The exercise: Turn the items below into a Markdown table with the columns "Row" and "Entry," beginning at the line that contains "Where can you see the frozen" and running through the end of the items. Give only those lines, and leave out blank lines and pictures.

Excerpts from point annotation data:
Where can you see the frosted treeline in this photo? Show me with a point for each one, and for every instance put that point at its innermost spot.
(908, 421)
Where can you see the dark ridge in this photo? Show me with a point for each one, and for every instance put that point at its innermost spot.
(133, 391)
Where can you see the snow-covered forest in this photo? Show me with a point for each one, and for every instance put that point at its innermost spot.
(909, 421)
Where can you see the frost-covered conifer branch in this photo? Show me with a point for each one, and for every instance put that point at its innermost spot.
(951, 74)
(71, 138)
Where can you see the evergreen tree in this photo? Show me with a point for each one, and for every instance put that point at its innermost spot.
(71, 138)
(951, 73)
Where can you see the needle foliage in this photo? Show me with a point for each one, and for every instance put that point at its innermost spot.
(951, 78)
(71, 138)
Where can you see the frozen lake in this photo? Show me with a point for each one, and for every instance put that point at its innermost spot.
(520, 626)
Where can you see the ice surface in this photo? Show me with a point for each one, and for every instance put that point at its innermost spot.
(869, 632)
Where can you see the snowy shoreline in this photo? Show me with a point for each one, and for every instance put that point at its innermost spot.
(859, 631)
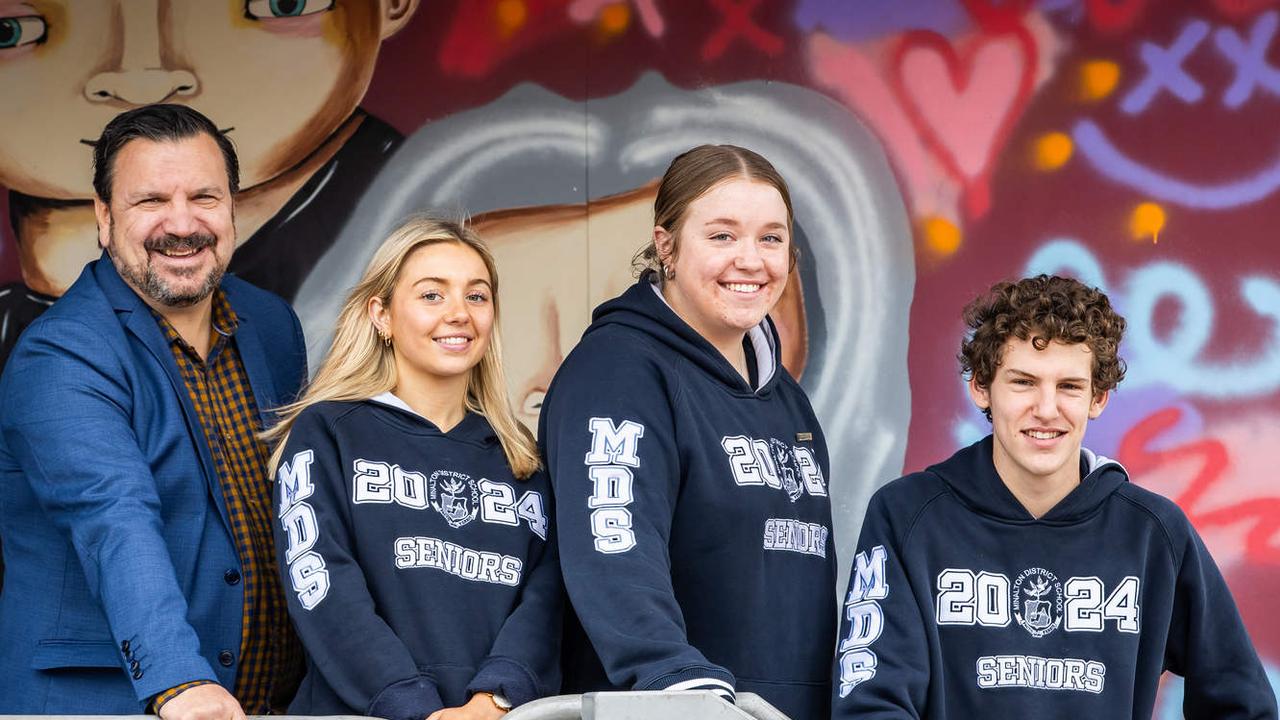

Problem solution:
| Row | Entry |
|---|---|
| 1 | Where can you see the frozen lake in this photo? Show me with a point for each one, and for every instance put that point at its innermost spot. |
| 2 | (520, 626) |
| 3 | Where can you see the ice surface in this photo? Show me with a point for each one, and for every instance put that point at its innermost spot. |
| 4 | (869, 632) |
| 5 | Where can you see the snowy shoreline in this photo? Show me with a point for each one, and for every instance put that point at its innermost spot. |
| 6 | (859, 631) |